— SOURCE TEXT —

# # #

In our hypothetical world, then we only have these fields that we need to worry about. Of course, in the real world there's a lot more fields but we can generalize the proposal once we get the initial idea written down.
In this proposed approach, we will be defining 2 different proxy like sub-systems that attach themselves to each system in question -
- Identify Proxy - identifies PHI fields in incoming/outgoing data
- Protect Proxy - protect any incoming data
- Verify Proxy - verify compliance of protected data
We will look at 2 use-cases -
sequenceDiagram
autonumber
participant OS as Operations-System
participant OSIP as Identify-Proxy
participant OSPP as Protect-Proxy
participant HV as HIPAA-Verifier
participant ASVP as Analytics-System-Verifier-Proxy
participant AS as Analytics-System
OS->>OSIP: Outgoing data request
OSIP->>OSIP: Identify Data
OSIP->>OSPP: Protect Data
OSPP->>HV: Verify Compliance
HV->>OSPP: Rules passed
OSPP->>ASVP: Transfer Data
ASVP->>HV: Verify Compliance
HV->>ASVP: Rules passed
ASVP->>AS: Transfer complete
sequenceDiagram
autonumber
participant FHIR as FHIR EHR Records
participant OSIP as Identify-Proxy
participant OSPP as Protect-Proxy
participant OSVP as Verifier-Proxy
participant HV as HIPAA-Verifier
participant OS as Operations-System
FHIR->>OSIP: Incoming data request
OSIP->>OSIP: Identify Data
OSIP->>OSPP: Protect Data
OSPP->>OSVP: Verify
OSVP->>HV: Verify Compliance
HV->>OSPP: Rules passed
OSPP->>OS: Store Data
In both these use-cases, we want to try and answer the following questions -
-
How will we identify each of the fields in the incoming/outgoing data ?
-
What does protect mean when it is an incoming vs outgoing data ?
-
How do we verify that we are compliant ?
The first task is to identify which fields need to be worked upon i.e. protected and/or verified.

# # #

— DATA SECTION —

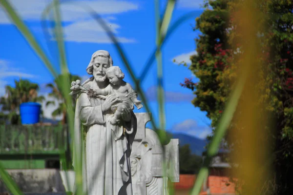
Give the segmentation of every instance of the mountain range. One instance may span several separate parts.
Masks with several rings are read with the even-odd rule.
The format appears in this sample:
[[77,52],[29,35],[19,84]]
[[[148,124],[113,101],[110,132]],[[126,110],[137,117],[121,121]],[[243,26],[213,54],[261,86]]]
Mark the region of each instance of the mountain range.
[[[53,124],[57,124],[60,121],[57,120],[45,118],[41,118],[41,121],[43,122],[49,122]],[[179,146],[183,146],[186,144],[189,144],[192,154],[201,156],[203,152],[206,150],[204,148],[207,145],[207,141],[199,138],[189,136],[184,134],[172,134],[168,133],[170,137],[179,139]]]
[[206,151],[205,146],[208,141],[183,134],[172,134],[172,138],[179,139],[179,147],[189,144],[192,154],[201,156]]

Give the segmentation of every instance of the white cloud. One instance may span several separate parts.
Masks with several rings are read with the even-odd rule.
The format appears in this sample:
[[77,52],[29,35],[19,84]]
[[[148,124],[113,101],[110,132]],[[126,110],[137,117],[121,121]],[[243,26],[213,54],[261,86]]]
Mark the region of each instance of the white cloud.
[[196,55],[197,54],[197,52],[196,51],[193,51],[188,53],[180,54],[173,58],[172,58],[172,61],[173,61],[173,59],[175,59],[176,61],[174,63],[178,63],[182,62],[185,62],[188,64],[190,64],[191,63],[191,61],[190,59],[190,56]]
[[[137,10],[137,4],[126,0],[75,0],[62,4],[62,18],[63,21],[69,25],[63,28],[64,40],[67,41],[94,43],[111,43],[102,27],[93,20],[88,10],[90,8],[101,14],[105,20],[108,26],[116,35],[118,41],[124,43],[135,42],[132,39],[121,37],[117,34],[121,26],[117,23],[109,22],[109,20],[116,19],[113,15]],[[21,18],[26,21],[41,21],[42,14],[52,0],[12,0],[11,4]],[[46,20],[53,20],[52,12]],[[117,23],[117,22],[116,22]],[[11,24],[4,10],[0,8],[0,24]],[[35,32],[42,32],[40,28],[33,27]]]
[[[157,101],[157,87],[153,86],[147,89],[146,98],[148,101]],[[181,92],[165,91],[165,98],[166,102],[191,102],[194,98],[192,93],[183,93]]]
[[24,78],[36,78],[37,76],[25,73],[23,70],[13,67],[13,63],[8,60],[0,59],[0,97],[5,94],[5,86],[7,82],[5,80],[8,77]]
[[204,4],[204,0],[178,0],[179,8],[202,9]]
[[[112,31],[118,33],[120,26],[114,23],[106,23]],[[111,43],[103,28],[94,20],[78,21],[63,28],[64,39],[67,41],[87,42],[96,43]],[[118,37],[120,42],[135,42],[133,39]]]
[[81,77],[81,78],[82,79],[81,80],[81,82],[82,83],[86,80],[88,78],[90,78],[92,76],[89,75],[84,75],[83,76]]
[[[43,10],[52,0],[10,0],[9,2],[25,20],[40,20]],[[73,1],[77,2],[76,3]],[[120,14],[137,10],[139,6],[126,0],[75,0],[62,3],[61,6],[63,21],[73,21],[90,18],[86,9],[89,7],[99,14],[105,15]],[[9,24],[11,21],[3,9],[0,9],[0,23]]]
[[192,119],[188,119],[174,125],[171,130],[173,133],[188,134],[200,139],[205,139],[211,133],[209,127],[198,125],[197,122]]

# # #

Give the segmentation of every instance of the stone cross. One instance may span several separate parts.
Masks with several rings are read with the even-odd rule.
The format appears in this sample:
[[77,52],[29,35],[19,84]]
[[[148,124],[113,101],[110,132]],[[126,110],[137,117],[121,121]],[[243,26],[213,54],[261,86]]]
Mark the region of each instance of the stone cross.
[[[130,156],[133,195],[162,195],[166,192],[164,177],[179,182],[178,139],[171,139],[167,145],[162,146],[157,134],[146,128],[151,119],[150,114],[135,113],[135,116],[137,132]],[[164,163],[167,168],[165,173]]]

# # #

— WORK ORDER 1 —
In the text on protecting PHI fields, what is named as the first task?
— WORK ORDER 2 —
Copy the text on protecting PHI fields word for word, from "In our hypothetical" to "idea written down.".
— WORK ORDER 3 —
Continue the text on protecting PHI fields from the point where it stops.
The data blocks are separate material and have no connection to the text on protecting PHI fields.

— EXERCISE RESPONSE 1 —
The first task is to identify which fields need to be worked upon, that is, protected and/or verified.

— EXERCISE RESPONSE 2 —
In our hypothetical world, then we only have these fields that we need to worry about. Of course, in the real world there's a lot more fields but we can generalize the proposal once we get the initial idea written down.

— EXERCISE RESPONSE 3 —
Data inter-change between any two systems can be assumed to on a standard format like text based formats including JSON or a binary format like protobuf.
Assuming it is JSON for simplicity, we can then set a sequence of rules or matchers in the Identify-Proxy
that will help us see which parts of the JSON should we be looking at.
An example of this can be matching of the Social Security Number
field based on either the parameter name like SSN
or matching using a regular expression that matches any string containing numbers of format NNN-NN-NNNN
. This can lead to false-positives as well but that can be a topic for continued improvement.
In this proposal, we will create a system that is called the HIPAA-Verifier
that is a centralized system containing rules that tell the following two points for any outgoing flow from a system -
a) how a field should be a protected - using what method/procedure and what other inputs does it require b) how a field should be a verified
For e.g. if we have an EHR system serving patient records, this centralized system would have rules/logic covering both a) and b) for all outgoing data from this system. This is assuming that the data identification part is already done at the system level.
The second task is to protect the identified field. Here, we can use the previously centrally defined functions or procedures and protect the particular fields.
This can be for e.g. hashing the field's value using a specific algorithm, encrypting the value using a specified key, obfuscating the value in a predefined way etc. This mapping of which technique to use for which field is defined in the central HIPAA-Verifier.
Lastly, we need to verify if the protection we've given is sufficient enough to comply to a regulation/criteria.
For every data/field that is protected, a corresponding verify rule is also defined in the centralized HIPAA-Verifier.
This works for both any outgoing data and incoming data as the meaning of protect changes in both directions, depending on what field we are looking at. For e.g. an email might be obfuscated when going out and might be encrypted while coming in.